Texto:
------------------------------------------------------------
LITERATURA

Mineiro Daniel Dornelas narra histórias de pacientes terminais

Em sua estreia, ‘Para morrer como um passarinho’, escritor reforça a narra importância dos cuidados paliativos e do SUS

Publicidade

Como toda criança curiosa, o mineiro Daniel Dornelas recitava aos adultos uma epopeia composta por aquelas “tais perguntas difíceis de responder”. E entre seus temas favoritos estava a morte, palavra que se elevou ao panteão de suas incógnitas após a morte da avó paterna. 

A curiosidade sobre o assunto permaneceu latente na infância e na adolescência, entrelaçada a mais dois elementos: a paixão pela escrita e o interesse pela medicina, com o anseio de cuidar do irmão gêmeo, Davi, que nasceu com síndrome de Rasmussen (doença rara que provoca inflamação crônica em um hemisfério do cérebro). Essa trinca pavimentou o caminho que culminaria em sua estreia literária, “Para morrer como um passarinho: histórias reais de amor, cuidado e redenção no fim da vida” (Editora Oficina Raquel; 136 páginas), lançado em 2024.

A obra reúne crônicas, em primeira pessoa, nas quais Daniel evoca histórias em que ele, na condição de estudante da Faculdade de Medicina de Caratinga e residente da equipe do Serviço de Atendimento Domiciliar (SAD), vinculado ao Sistema Único de Saúde (SUS), visitava pessoas da região – muitas delas com doenças terminais – que necessitavam de cuidados paliativos. “Logo na primeira manhã, acompanhei o atendimento de uma paciente em processo ativo de morte, o que rendeu a primeira crônica. Daí em diante, diversos textos nasceram, e decidi reuni-los em um livro”, conta o acadêmico, nascido em 31 de dezembro de 2001 e criado em Santa Bárbara do Leste, município vizinho a Caratinga, no Vale do Rio Doce.

Mas acompanhar o fim da vida – e tentar amenizar a dor – de um paciente, além de servir de amparo a familiares e amigos, não era uma tarefa fácil. Longe disso! Dornelas recorre a uma frase de Conceição Evaristo no conto “A gente combinamos de não morrer”, presente em “Olhos d’água” (2014), para tentar definir como foi o processo de concepção do livro, em meio a um cenário rodeado pela preocupação em dar o maior conforto possível a pessoas próximas da morte (ou após o falecimento de muitas delas).
------------------------------------------------------------
Extrato de dados:

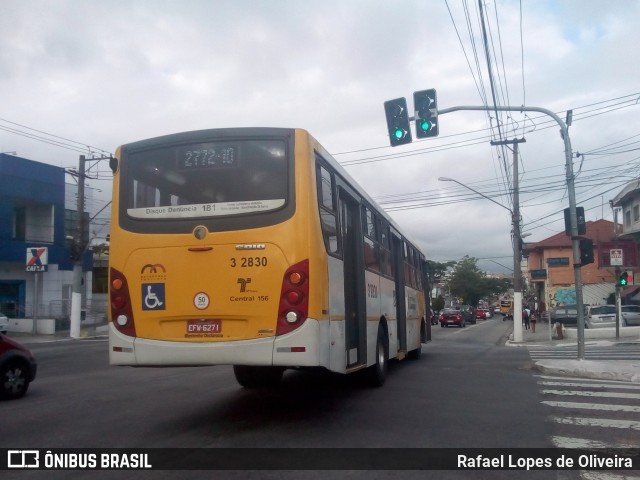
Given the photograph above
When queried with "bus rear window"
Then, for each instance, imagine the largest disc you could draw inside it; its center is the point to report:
(207, 179)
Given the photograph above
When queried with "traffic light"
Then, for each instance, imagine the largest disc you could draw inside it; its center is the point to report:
(426, 106)
(398, 121)
(582, 226)
(625, 278)
(586, 251)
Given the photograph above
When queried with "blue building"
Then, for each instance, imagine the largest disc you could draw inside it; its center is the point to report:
(33, 215)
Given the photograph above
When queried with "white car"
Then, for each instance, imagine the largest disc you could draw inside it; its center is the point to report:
(631, 315)
(600, 316)
(4, 323)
------------------------------------------------------------
Tarefa:
Devolva, sem nenhuma alteração, o trecho do texto sobre Daniel Dornelas que vai de “Como toda criança” até “da avó paterna.”, inclusive. Baseie-se somente no texto.

Resposta:
Como toda criança curiosa, o mineiro Daniel Dornelas recitava aos adultos uma epopeia composta por aquelas “tais perguntas difíceis de responder”. E entre seus temas favoritos estava a morte, palavra que se elevou ao panteão de suas incógnitas após a morte da avó paterna.